[EXTRACT PROVIDED]:
..............................

The University of Leeds astronaut who featured alongside Leonardo DiCaprio in star-studded film

"I love Leeds University and I am still in awe of the reach and spirit of the place."

Those were the words of Piers Sellers, just six months before he tragically passed away at the age of just 61.

The University of Leeds alumnus left behind an incredible legacy though and the staggering impact of his work here in Leeds, across the world and even in outer space is still held up as a shining light of what others strive to achieve.

Sellers was born in Kent and just like every boy, he had dreams of one day becoming an astronaut. Unlike so many others though, he made it his mission to make that dream a reality.

From the age of six, he started to make space flight models and then moved onto flying his own model aircraft as a teenager. By the age of just 17, he had got his private pilot's licence.

Piers Sellers during a spacewalk on his 2006 mission to the International Space Station (Wikimedia Commons)

Sellers moved to Scotland to study ecological science at the University of Edinburgh before relocating to Leeds. It was here that he met his wife, Amanda Lomas, who was a nurse from Hebden Bridge.

After graduating with a PhD in biometeorology from the University of Leeds in 1981, his next steps would quite literally propel him into the stratosphere.

Sellers and his wife moved to the USA after he was offered a job with NASA at the Goddard Space Flight Center near Washington

Piers Sellers studied at the University of Leeds before joining NASA (Wikimedia Commons)

He excelled in studying the reaction between the Earth’s biosphere and atmosphere and quickly become one of the world's leading experts in the field.

His dream of becoming an astronaut was tantalisingly close when he joined the astronaut corps, but he had to complete two years of intensive training before finally being selected to go into space.

Over the next few years, Sellers was selected for three separate space flights and spent a staggering 559 hours in space.

Piers Sellers working on the International Space Station on his first mission into space (Wikimedia Commons)

His first mission to the International Space Station (ISS) was in October 2002, when Sellers and his crew members were tasked with delivering and installing a complicated piece of kit. The mission lasted for almost 11 days, in which times they orbited Earth 170 times and travelled 4.5 million miles.

..............................

[EXTRACTED MATERIAL]:
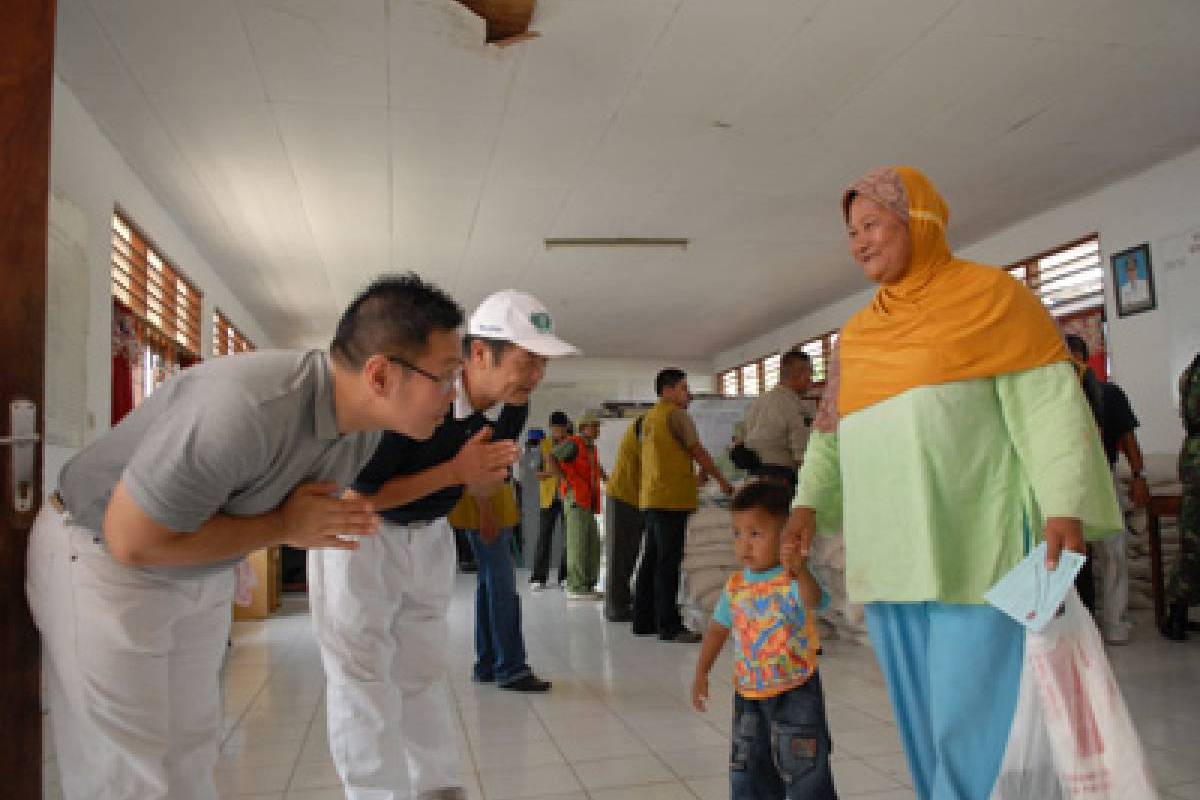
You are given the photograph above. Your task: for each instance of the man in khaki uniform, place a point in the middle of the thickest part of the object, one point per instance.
(778, 423)
(670, 444)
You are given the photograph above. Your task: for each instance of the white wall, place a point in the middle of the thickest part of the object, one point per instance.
(1147, 349)
(577, 384)
(93, 178)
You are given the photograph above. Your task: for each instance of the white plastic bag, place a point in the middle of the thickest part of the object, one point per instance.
(1072, 735)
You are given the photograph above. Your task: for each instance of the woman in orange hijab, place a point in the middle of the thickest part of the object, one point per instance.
(954, 435)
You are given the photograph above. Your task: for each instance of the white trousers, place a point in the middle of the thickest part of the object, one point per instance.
(379, 614)
(1113, 577)
(131, 669)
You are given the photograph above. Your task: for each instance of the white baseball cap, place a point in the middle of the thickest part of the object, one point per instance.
(520, 318)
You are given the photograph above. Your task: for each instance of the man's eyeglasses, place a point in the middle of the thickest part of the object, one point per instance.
(444, 384)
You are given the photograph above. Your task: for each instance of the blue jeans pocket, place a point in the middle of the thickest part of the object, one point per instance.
(745, 740)
(796, 749)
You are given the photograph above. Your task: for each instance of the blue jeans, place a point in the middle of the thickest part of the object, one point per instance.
(499, 644)
(781, 746)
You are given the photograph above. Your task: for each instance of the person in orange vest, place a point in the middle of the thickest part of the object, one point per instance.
(551, 511)
(580, 489)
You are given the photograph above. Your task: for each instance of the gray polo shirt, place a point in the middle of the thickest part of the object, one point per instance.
(233, 435)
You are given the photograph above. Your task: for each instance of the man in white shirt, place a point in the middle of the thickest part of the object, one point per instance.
(1134, 292)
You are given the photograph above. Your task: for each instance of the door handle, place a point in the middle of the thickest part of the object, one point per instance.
(23, 439)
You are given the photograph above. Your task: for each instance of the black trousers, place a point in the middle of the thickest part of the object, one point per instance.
(657, 591)
(623, 540)
(549, 518)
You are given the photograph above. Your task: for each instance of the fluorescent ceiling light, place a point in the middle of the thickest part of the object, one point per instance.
(617, 241)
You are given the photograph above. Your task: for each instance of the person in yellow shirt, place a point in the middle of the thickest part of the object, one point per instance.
(667, 494)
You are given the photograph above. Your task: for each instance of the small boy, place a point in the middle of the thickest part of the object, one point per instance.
(780, 737)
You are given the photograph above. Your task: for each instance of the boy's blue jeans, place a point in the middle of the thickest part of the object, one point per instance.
(781, 746)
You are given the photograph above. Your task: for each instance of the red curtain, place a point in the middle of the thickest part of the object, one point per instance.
(124, 352)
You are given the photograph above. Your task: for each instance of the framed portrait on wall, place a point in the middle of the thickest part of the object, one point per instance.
(1133, 281)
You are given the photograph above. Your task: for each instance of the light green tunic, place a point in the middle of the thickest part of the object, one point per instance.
(936, 488)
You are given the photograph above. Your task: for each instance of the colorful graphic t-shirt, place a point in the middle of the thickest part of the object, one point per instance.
(774, 641)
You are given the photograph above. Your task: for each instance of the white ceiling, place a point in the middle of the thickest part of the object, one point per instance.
(310, 144)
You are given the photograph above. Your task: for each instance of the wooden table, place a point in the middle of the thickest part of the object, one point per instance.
(1161, 505)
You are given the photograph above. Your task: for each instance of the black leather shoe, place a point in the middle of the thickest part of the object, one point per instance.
(528, 684)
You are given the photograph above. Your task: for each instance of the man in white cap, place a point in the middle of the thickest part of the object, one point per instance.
(381, 613)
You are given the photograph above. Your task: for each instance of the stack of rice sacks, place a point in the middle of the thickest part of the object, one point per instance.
(708, 560)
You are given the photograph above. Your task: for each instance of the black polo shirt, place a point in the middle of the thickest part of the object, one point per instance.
(400, 455)
(1116, 419)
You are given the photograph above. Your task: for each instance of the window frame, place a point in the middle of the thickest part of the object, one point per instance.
(227, 337)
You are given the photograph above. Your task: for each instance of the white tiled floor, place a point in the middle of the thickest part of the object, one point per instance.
(618, 723)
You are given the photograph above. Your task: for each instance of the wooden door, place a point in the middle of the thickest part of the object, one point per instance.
(27, 62)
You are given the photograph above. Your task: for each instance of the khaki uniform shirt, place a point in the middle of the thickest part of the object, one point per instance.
(778, 427)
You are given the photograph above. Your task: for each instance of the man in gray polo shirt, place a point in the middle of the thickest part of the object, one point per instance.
(130, 576)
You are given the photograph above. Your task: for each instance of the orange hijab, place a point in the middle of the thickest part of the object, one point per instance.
(946, 319)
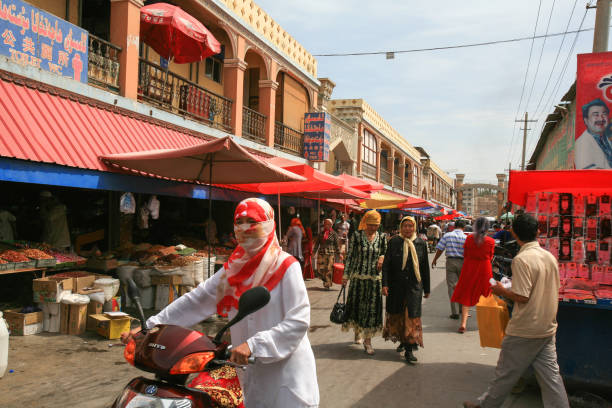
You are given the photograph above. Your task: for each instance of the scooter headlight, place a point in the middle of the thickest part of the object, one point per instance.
(131, 399)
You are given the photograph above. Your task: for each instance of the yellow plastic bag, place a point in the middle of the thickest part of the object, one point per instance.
(493, 317)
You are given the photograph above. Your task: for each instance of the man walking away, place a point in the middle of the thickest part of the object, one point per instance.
(530, 335)
(452, 242)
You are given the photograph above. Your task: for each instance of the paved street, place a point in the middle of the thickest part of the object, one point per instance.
(82, 371)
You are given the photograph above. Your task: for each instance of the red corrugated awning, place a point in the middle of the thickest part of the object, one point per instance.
(45, 124)
(317, 185)
(223, 160)
(557, 181)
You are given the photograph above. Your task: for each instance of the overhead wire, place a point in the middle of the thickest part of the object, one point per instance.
(553, 94)
(552, 70)
(518, 108)
(535, 77)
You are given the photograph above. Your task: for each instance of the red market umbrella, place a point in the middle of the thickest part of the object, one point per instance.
(232, 164)
(175, 35)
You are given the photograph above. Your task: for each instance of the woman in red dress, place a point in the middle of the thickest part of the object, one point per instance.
(476, 271)
(307, 245)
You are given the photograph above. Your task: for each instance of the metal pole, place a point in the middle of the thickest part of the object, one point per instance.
(319, 215)
(524, 144)
(209, 213)
(602, 21)
(279, 218)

..............................

[EXERCISE SET]:
1. Identify every line in the entries that contains the word "polo", treating uppercase and lowercase as different, and copy each of those lines.
2. Go on with the article about Piers Sellers, picking up after its last sentence.
The article and the entries have no connection to each other.

[ANSWERS FOR THIS EXERCISE]:
1.
You are given the photograph above. Your task: for each instance of the gray polo shirt, place a point in the middle of the thickest part of the object, one point per instance.
You are given the photograph above. Your task: for each instance of the black polo shirt, place a point in the middle of the thickest part of the object, one point per instance.
You are given the photograph above. Your task: for each instance of the man in gray polo shirt, place a point in the middle of the thickest part of the object, one point per instance.

2.
It was the first time that Sellers had been to the ISS, but he performed three separate spacewalks outside the shuttle, completing 19 hours and 41 minutes of extravehicular activity.

Four years later, Sellers was back in space for another mission to the ISS. This time, the crew's role was to make the shuttle safer for future space missions and carry out vital maintenance.

Sellers once again performed three spacewalks over the course of 20 hours to test whether a 50-foot robotic arm boom extension could be used as a work platform.

The third and final space mission conducted by Sellers was in 2010. Not only was it Sellers' final trip to space, but it was also the last time that the STS-132 Space Shuttle Atlantis was used.

He retired as an astronaut in 2011, but embodied in all his work was a passion and drive to research the impact of climate change and to alter people's perceptions on global warming.

He went on to serve as the deputy director of sciences and exploration at NASA's Goddard Space Flight Centre where he oversaw research and mission design. His work with NASA led him to the most unlikely of connections with Hollywood royalty in the form of Leonardo DiCaprio.

Piers Sellers talks about climate at NASA's Goddard Space Flight Center (NASA/Goddard/Rebecca Roth)

Most people know DiCaprio for his role as Jack Dawson in Titanic or Jordan Belfort in The Wolf of Wall Street, but when he's not shooting movies he is often campaigning to save the planet.

In 2016, DiCaprio released a documentary on global warming that he produced alongside Martin Scorsese.

Filmed over the course of three years, DiCaprio travelled all over the world to speak to high-profile guests such as Barack Obama and Pope Francis, but also a select few experts - including Sellers.

Watch Piers Sellers in Before The Flood

While speaking to DiCpario, Sellers describes the exhilarating feeling of watching the world go by from hundreds of kilometres above.

"When you're up there in orbit and you can see 1,200 miles in any directon," he says. "I mean, let me tell you, it's kind of a revelation.

"I saw the Amazon River go between my feet for like five minutes. A whole green carpet either side - just beautiful - all the way out to the sea. And there was a sun coming up over the Amazon."

He also describes how his life's work was brought into sharp focus when he realised just how "fragile" the Earth's ecosystem is.

He says: "I've realised that as a science community, we have not done the best of job, frankly, of communicating this threat to the public.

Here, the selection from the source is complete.